### [Information given]
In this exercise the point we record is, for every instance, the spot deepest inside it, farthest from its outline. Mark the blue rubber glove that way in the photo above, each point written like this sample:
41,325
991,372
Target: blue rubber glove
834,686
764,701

### [What to do]
Edit the lines above so that every "rubber" becomes "latex", and leave everything else as it is.

### [Worked answer]
In this exercise the point we record is, for every instance, the spot deepest inside it, farthest from its outline. Mark the blue latex glove that way in the photo above, each point written like this sample:
41,325
991,372
Target: blue latex glove
834,686
764,701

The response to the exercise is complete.